EXERCISE GOAL:
Copy all the lines of the data that include the word "along".

·····

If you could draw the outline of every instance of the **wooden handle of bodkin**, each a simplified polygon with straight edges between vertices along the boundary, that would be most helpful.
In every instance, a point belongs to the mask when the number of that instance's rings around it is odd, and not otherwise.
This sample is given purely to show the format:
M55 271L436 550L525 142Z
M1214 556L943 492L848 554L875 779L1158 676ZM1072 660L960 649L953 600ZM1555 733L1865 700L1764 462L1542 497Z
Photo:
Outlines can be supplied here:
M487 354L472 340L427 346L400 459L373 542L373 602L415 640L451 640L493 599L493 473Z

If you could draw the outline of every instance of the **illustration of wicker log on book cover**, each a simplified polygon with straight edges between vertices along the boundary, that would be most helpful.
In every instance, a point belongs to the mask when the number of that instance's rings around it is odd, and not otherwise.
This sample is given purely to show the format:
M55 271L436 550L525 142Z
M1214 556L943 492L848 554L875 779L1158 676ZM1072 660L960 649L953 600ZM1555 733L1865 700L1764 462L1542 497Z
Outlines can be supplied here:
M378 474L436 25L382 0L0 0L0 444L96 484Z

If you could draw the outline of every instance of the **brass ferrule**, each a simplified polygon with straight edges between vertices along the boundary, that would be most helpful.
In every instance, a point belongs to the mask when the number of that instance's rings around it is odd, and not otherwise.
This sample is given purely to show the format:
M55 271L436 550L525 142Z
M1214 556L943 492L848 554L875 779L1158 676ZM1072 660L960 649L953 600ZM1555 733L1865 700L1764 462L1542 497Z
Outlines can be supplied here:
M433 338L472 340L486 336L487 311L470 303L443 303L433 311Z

·····

TASK RESULT:
If you could draw the outline of every instance of the **wooden handle of bodkin**, each a simplified polygon with straight edges between vertices along the boundary, that would be most helpful.
If you could draw the outline of every instance of the **illustration of wicker log on book cover**, each a simplified polygon with straight edges between vertices along the boundary, that would be most helpful.
If you could draw the outline of every instance of the **brass ferrule**, each a simplified polygon with straight edges between vertices along the boundary, that would be most helpful.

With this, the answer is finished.